• [Directive 1]: Can you rewrite the orthogonal polynomials summary from "It demonstrates that" up to and including "important special functions.", replacing "deformed weights" with "modified weights"?
• [Directive 2]: In the orthogonal polynomials summary, which intervals are named as examples of where the weights may be supported?

• [Source excerpt]:
━━━━

# Orthogonal Polynomials, Asymptotics and Heun Equations

**Authors:** Yang Chen, Galina Filipuk, Longjun Zhan

arXiv: 1905.04869 · 2020-01-08

## TL;DR

This paper explores how orthogonal polynomials related to deformed weights satisfy Heun equations in the large degree limit, revealing connections between special functions, asymptotics, and mathematical physics.

## Contribution

It demonstrates that orthogonal polynomials with deformed weights asymptotically satisfy Heun equations, linking classical orthogonal polynomials to these important special functions.

## Key findings

- Orthogonal polynomials satisfy Heun equations as degree n becomes large.
- Connections established between deformed weights and solutions to Heun equations.
- Results applicable to weights supported on various intervals, including (0,1], (a,b).

━━━━

• [Given information]:
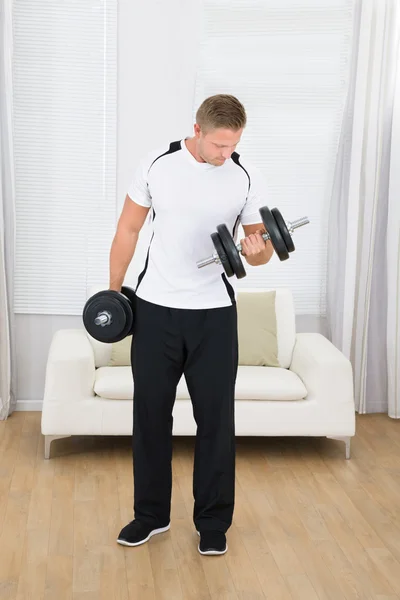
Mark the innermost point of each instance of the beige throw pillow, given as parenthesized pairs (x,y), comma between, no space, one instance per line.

━━━━

• [Exercise answer 1]:
It demonstrates that orthogonal polynomials with modified weights asymptotically satisfy Heun equations, linking classical orthogonal polynomials to these important special functions.

• [Exercise answer 2]: (0,1] and (a,b).